Only the lines from the one containing "For the pointing benchmark, tag the snow" through the final line of the material below should be output, exactly as they stand.

§ **EXTRACTED DATA**:
-=-=-

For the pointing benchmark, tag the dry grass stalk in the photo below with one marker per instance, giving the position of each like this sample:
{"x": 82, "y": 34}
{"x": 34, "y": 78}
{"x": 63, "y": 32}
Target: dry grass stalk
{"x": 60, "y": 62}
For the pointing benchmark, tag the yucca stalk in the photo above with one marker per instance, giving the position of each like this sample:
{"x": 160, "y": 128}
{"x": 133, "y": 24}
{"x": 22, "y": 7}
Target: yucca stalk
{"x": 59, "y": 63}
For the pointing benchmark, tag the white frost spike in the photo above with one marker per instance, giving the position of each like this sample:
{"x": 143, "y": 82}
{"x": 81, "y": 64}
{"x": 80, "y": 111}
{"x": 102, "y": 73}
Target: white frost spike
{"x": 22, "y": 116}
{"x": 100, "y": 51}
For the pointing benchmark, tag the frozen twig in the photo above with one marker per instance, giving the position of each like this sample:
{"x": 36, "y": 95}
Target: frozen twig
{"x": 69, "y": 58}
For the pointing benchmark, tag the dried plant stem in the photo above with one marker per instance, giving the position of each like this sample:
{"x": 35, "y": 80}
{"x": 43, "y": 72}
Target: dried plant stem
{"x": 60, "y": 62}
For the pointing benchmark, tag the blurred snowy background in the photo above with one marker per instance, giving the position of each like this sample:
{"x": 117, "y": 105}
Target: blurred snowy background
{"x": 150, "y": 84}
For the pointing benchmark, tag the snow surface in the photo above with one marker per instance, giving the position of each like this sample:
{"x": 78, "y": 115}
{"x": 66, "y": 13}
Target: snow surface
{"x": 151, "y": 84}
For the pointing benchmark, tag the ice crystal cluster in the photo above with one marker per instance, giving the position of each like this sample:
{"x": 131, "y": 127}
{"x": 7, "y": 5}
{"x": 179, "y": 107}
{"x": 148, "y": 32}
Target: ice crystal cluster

-=-=-

§ **ANSWER TO THE TASK**:
For the pointing benchmark, tag the snow surface in the photo above with one marker per instance, giving the position of each like this sample:
{"x": 78, "y": 115}
{"x": 66, "y": 13}
Target: snow surface
{"x": 151, "y": 84}
For the pointing benchmark, tag the ice crystal cluster in the photo above with one marker per instance, giving the position of each like this sample:
{"x": 131, "y": 127}
{"x": 7, "y": 5}
{"x": 179, "y": 107}
{"x": 148, "y": 32}
Target: ice crystal cluster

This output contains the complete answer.